## WORK INSTRUCTIONS
Please revise the records below, replacing "Could you provide" with "Can you give" and keeping everything else the same. Leave the pictures out of your answer.

## SOURCE MATERIAL
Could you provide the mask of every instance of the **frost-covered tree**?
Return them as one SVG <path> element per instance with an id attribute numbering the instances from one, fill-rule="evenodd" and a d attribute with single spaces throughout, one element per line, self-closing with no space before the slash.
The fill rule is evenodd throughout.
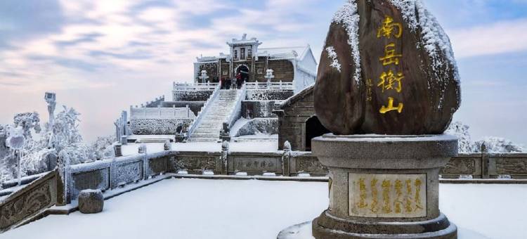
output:
<path id="1" fill-rule="evenodd" d="M 97 137 L 97 139 L 91 144 L 91 148 L 95 153 L 95 157 L 98 160 L 111 157 L 115 155 L 113 145 L 115 142 L 115 136 L 105 137 Z"/>
<path id="2" fill-rule="evenodd" d="M 504 138 L 485 137 L 483 139 L 474 143 L 478 148 L 485 145 L 487 152 L 490 153 L 521 153 L 524 149 L 521 146 Z"/>
<path id="3" fill-rule="evenodd" d="M 482 140 L 473 141 L 471 139 L 470 127 L 461 122 L 450 124 L 445 134 L 457 136 L 460 153 L 481 153 L 481 146 L 485 144 L 489 153 L 520 153 L 523 149 L 510 140 L 499 137 L 485 137 Z"/>
<path id="4" fill-rule="evenodd" d="M 40 133 L 40 116 L 36 112 L 24 112 L 15 115 L 13 120 L 13 124 L 15 127 L 21 127 L 24 130 L 24 136 L 27 138 L 32 138 L 31 130 L 34 130 L 35 133 Z"/>

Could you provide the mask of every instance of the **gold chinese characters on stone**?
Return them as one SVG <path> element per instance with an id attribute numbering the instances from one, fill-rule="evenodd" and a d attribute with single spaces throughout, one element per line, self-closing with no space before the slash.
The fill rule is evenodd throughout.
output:
<path id="1" fill-rule="evenodd" d="M 349 215 L 427 217 L 426 174 L 349 174 Z"/>

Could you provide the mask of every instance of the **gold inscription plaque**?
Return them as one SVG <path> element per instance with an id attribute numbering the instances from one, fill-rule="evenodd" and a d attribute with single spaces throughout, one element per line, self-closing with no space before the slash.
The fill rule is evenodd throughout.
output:
<path id="1" fill-rule="evenodd" d="M 427 217 L 427 174 L 349 174 L 349 215 Z"/>

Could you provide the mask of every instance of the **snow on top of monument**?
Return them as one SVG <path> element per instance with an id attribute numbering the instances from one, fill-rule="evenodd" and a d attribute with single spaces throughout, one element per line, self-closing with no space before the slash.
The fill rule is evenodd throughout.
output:
<path id="1" fill-rule="evenodd" d="M 421 30 L 424 47 L 432 59 L 434 67 L 443 67 L 440 56 L 444 55 L 454 67 L 454 79 L 460 82 L 457 63 L 448 36 L 437 19 L 427 9 L 421 0 L 389 0 L 398 8 L 412 31 Z M 448 67 L 448 66 L 447 66 Z M 435 70 L 435 69 L 434 69 Z M 441 79 L 441 76 L 437 76 Z"/>
<path id="2" fill-rule="evenodd" d="M 438 135 L 387 135 L 387 134 L 355 134 L 336 136 L 333 134 L 326 134 L 323 136 L 323 140 L 345 141 L 366 141 L 366 142 L 422 142 L 439 141 L 456 139 L 454 136 L 449 134 Z"/>
<path id="3" fill-rule="evenodd" d="M 349 0 L 333 16 L 332 22 L 343 24 L 348 32 L 349 39 L 348 44 L 351 46 L 351 53 L 355 63 L 355 74 L 353 79 L 357 85 L 360 84 L 360 53 L 359 52 L 358 22 L 360 17 L 357 12 L 357 4 L 355 1 Z"/>

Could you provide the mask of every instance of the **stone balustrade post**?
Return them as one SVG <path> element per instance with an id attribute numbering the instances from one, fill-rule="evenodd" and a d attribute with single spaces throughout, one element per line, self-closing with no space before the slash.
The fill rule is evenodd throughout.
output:
<path id="1" fill-rule="evenodd" d="M 221 143 L 221 174 L 228 174 L 229 142 L 224 141 Z"/>

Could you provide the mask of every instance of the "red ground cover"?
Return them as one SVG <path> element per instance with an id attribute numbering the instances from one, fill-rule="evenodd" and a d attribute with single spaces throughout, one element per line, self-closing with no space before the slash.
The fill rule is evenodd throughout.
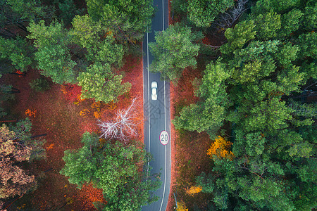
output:
<path id="1" fill-rule="evenodd" d="M 37 190 L 18 199 L 8 208 L 33 208 L 38 210 L 94 210 L 92 202 L 104 201 L 101 190 L 91 185 L 82 190 L 70 184 L 67 178 L 59 174 L 65 162 L 62 160 L 66 149 L 81 148 L 82 134 L 98 132 L 97 119 L 107 120 L 120 109 L 128 108 L 132 99 L 137 98 L 136 107 L 137 136 L 135 139 L 143 143 L 143 78 L 142 59 L 128 57 L 120 73 L 124 82 L 132 84 L 130 92 L 119 98 L 119 101 L 108 104 L 96 103 L 92 99 L 82 100 L 79 97 L 80 87 L 76 85 L 59 85 L 51 82 L 51 88 L 42 93 L 32 90 L 28 83 L 39 77 L 38 70 L 30 70 L 26 76 L 6 75 L 1 79 L 13 84 L 20 93 L 15 94 L 13 105 L 11 105 L 11 117 L 15 119 L 29 117 L 32 123 L 33 135 L 47 134 L 46 159 L 35 161 L 32 171 L 40 177 L 40 186 Z M 46 171 L 40 177 L 39 172 Z"/>

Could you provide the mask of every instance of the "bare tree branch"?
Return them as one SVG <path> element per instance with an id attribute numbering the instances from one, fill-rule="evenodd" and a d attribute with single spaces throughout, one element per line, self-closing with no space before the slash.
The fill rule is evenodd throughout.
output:
<path id="1" fill-rule="evenodd" d="M 99 120 L 99 125 L 101 128 L 101 135 L 100 137 L 105 139 L 119 139 L 125 142 L 130 136 L 137 135 L 137 130 L 133 120 L 136 117 L 135 113 L 137 98 L 134 98 L 128 109 L 119 110 L 116 113 L 115 121 L 102 122 Z"/>
<path id="2" fill-rule="evenodd" d="M 227 29 L 232 26 L 243 13 L 248 9 L 245 6 L 249 0 L 238 0 L 237 4 L 231 9 L 220 15 L 216 25 L 220 29 Z"/>

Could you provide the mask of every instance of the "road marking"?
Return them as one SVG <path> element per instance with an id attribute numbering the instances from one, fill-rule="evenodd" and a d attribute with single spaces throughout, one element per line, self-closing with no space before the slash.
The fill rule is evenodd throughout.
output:
<path id="1" fill-rule="evenodd" d="M 163 130 L 161 132 L 159 139 L 161 143 L 163 145 L 166 145 L 168 143 L 168 141 L 170 140 L 170 135 L 168 135 L 167 131 Z"/>

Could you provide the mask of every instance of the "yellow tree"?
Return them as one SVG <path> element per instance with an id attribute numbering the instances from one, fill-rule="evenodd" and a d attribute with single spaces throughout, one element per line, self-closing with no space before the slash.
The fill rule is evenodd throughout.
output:
<path id="1" fill-rule="evenodd" d="M 177 211 L 188 211 L 188 208 L 186 207 L 186 205 L 185 204 L 185 202 L 182 200 L 180 200 L 178 203 L 178 208 L 176 209 Z"/>
<path id="2" fill-rule="evenodd" d="M 211 159 L 213 155 L 216 155 L 218 158 L 232 159 L 234 155 L 229 150 L 231 145 L 232 145 L 232 143 L 225 141 L 223 137 L 219 136 L 208 149 L 207 155 L 210 155 Z"/>
<path id="3" fill-rule="evenodd" d="M 186 190 L 186 193 L 192 196 L 195 193 L 201 192 L 202 188 L 200 186 L 192 186 Z"/>

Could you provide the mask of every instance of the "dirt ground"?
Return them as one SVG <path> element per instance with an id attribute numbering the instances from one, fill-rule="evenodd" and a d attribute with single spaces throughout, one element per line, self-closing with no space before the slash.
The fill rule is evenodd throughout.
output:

## ANSWER BELOW
Can you give the mask of every instance of the **frost-covered tree**?
Return them as one SVG <path> element per instance with an id attribute numbering the instances from one, fill-rule="evenodd" and a d attribute with single spaces throughout, one element per line, self-closing with no space before the slash.
The fill rule is evenodd throughout.
output:
<path id="1" fill-rule="evenodd" d="M 97 137 L 97 139 L 91 144 L 91 148 L 95 153 L 95 157 L 98 160 L 111 157 L 115 155 L 113 145 L 115 142 L 115 136 L 105 137 Z"/>
<path id="2" fill-rule="evenodd" d="M 504 138 L 485 137 L 483 139 L 474 143 L 478 148 L 485 145 L 487 152 L 490 153 L 521 153 L 524 149 L 521 146 Z"/>
<path id="3" fill-rule="evenodd" d="M 482 140 L 473 141 L 471 139 L 470 127 L 461 122 L 450 124 L 445 134 L 457 136 L 460 153 L 481 153 L 481 146 L 485 144 L 489 153 L 520 153 L 523 149 L 510 140 L 499 137 L 485 137 Z"/>
<path id="4" fill-rule="evenodd" d="M 40 133 L 40 116 L 36 112 L 24 112 L 15 115 L 13 120 L 13 124 L 15 127 L 21 127 L 24 130 L 24 136 L 27 138 L 32 138 L 31 130 L 34 130 L 35 133 Z"/>

Can you give the mask of every instance of the **gold chinese characters on stone**?
Return them as one SVG <path> element per instance with an id attribute numbering the instances from one, fill-rule="evenodd" and a d attribute with single spaces throughout, one element per line, self-closing with no space before the slash.
The fill rule is evenodd throughout.
output:
<path id="1" fill-rule="evenodd" d="M 349 215 L 427 217 L 426 174 L 349 174 Z"/>

Can you give the mask of every instance of the **gold inscription plaque**?
Return them as one SVG <path> element per instance with an id attribute numbering the instances from one, fill-rule="evenodd" and a d attribute with single spaces throughout, one element per line, self-closing with no space before the slash.
The fill rule is evenodd throughout.
output:
<path id="1" fill-rule="evenodd" d="M 427 217 L 427 174 L 349 174 L 349 215 Z"/>

Can you give the mask of every instance of the **snow on top of monument**?
Return them as one SVG <path> element per instance with an id attribute numbering the instances from one, fill-rule="evenodd" and a d attribute with single spaces throughout, one element per line, self-closing with no space before the slash.
The fill rule is evenodd throughout.
output:
<path id="1" fill-rule="evenodd" d="M 421 30 L 424 47 L 432 59 L 434 67 L 443 67 L 440 56 L 444 55 L 454 67 L 454 79 L 460 82 L 457 63 L 448 36 L 437 19 L 427 9 L 421 0 L 389 0 L 398 8 L 412 31 Z M 448 67 L 448 66 L 447 66 Z M 435 70 L 435 69 L 434 69 Z M 441 79 L 441 76 L 437 76 Z"/>
<path id="2" fill-rule="evenodd" d="M 438 135 L 387 135 L 387 134 L 355 134 L 336 136 L 333 134 L 326 134 L 323 136 L 323 140 L 345 141 L 366 141 L 366 142 L 422 142 L 439 141 L 456 139 L 454 136 L 449 134 Z"/>
<path id="3" fill-rule="evenodd" d="M 349 0 L 333 16 L 332 22 L 343 24 L 348 32 L 349 39 L 348 44 L 351 46 L 351 53 L 355 63 L 355 74 L 353 79 L 357 85 L 360 84 L 360 53 L 359 52 L 358 22 L 360 17 L 357 12 L 357 4 L 355 1 Z"/>

Can you give the mask of every instance of the **stone balustrade post**?
Return them as one SVG <path> element per instance with an id attribute numbering the instances from one, fill-rule="evenodd" and a d attribute with single spaces throughout, one element per line, self-closing with no space before the slash.
The fill rule is evenodd throughout.
output:
<path id="1" fill-rule="evenodd" d="M 221 143 L 221 174 L 228 174 L 229 142 L 224 141 Z"/>

Can you give the mask of every instance of the "red ground cover"?
Return them as one SVG <path> element per instance with an id attribute numbering the instances from one, fill-rule="evenodd" and a d attribute with single spaces throughout, one element per line, self-closing with no space before the slash.
The fill rule is evenodd throughout.
output:
<path id="1" fill-rule="evenodd" d="M 37 190 L 18 199 L 8 208 L 33 208 L 38 210 L 94 210 L 92 202 L 104 201 L 101 190 L 91 185 L 82 190 L 70 184 L 67 178 L 59 174 L 65 162 L 62 160 L 66 149 L 81 148 L 82 134 L 98 132 L 97 119 L 107 120 L 120 109 L 128 108 L 132 99 L 137 98 L 136 107 L 137 136 L 135 139 L 143 143 L 143 78 L 142 59 L 128 57 L 120 73 L 124 82 L 132 84 L 130 92 L 119 98 L 119 101 L 108 104 L 96 103 L 92 99 L 82 100 L 79 97 L 80 87 L 76 85 L 59 85 L 51 82 L 51 88 L 42 93 L 32 90 L 28 83 L 39 77 L 38 70 L 30 70 L 26 76 L 6 75 L 1 79 L 13 84 L 20 93 L 15 94 L 13 105 L 11 105 L 11 117 L 15 119 L 29 117 L 32 123 L 33 135 L 47 134 L 46 159 L 35 161 L 32 171 L 40 177 L 40 186 Z M 46 171 L 40 177 L 39 172 Z"/>

Can you give the mask of every instance of the "bare tree branch"?
Return them as one SVG <path> element per instance with an id attribute numbering the instances from one, fill-rule="evenodd" and a d attribute with single spaces throughout, one element per line, self-closing with no space before the slash.
The fill rule is evenodd throughout.
output:
<path id="1" fill-rule="evenodd" d="M 99 120 L 99 125 L 101 128 L 101 135 L 100 137 L 105 139 L 119 139 L 125 142 L 130 136 L 137 135 L 137 130 L 133 120 L 136 117 L 135 113 L 137 98 L 134 98 L 128 109 L 119 110 L 116 113 L 115 121 L 102 122 Z"/>
<path id="2" fill-rule="evenodd" d="M 227 29 L 232 26 L 243 13 L 248 9 L 245 6 L 249 0 L 238 0 L 237 4 L 231 9 L 220 15 L 216 25 L 220 29 Z"/>

Can you give the mask of every instance of the "road marking"?
Return them as one SVG <path> element per instance with an id attribute numbering the instances from one, fill-rule="evenodd" and a d attribute with single spaces throughout, one element per line, self-closing with no space before the slash.
The fill rule is evenodd throughout.
output:
<path id="1" fill-rule="evenodd" d="M 163 130 L 161 132 L 159 139 L 161 143 L 163 145 L 166 145 L 168 143 L 168 141 L 170 140 L 170 135 L 168 135 L 167 131 Z"/>

Can you give the mask of every instance of the "yellow tree"?
Return them as one SVG <path> element per instance with an id attribute numbering the instances from one, fill-rule="evenodd" and a d attribute with single spaces throughout, one element per line, self-closing with no space before the slash.
The fill rule is evenodd throughout.
output:
<path id="1" fill-rule="evenodd" d="M 177 211 L 188 211 L 188 208 L 186 207 L 186 205 L 185 204 L 185 202 L 182 200 L 180 200 L 178 203 L 178 208 L 176 209 Z"/>
<path id="2" fill-rule="evenodd" d="M 211 159 L 213 155 L 216 155 L 218 158 L 232 159 L 234 155 L 229 150 L 231 145 L 232 145 L 232 143 L 225 141 L 223 137 L 219 136 L 208 149 L 207 155 L 210 155 Z"/>
<path id="3" fill-rule="evenodd" d="M 186 190 L 186 193 L 192 196 L 195 193 L 201 192 L 202 188 L 200 186 L 192 186 Z"/>

Can you give the mask of every instance of the "dirt ground"?
Return them as one SVG <path> element per instance with an id attribute numbering the instances from one, fill-rule="evenodd" and a d attribute with single spaces throughout, one element per line, self-closing with no space before the slash.
The fill rule is evenodd throughout.
output:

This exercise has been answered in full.